> **Required work**
From the records below, gather each line that contains the string "Target" and copy those lines in their original order.

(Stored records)
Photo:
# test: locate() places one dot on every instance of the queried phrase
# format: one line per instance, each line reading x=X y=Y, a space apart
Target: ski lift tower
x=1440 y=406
==
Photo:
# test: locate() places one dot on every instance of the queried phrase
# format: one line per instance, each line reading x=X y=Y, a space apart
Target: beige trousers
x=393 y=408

> **The solution**
Target: ski lift tower
Target: beige trousers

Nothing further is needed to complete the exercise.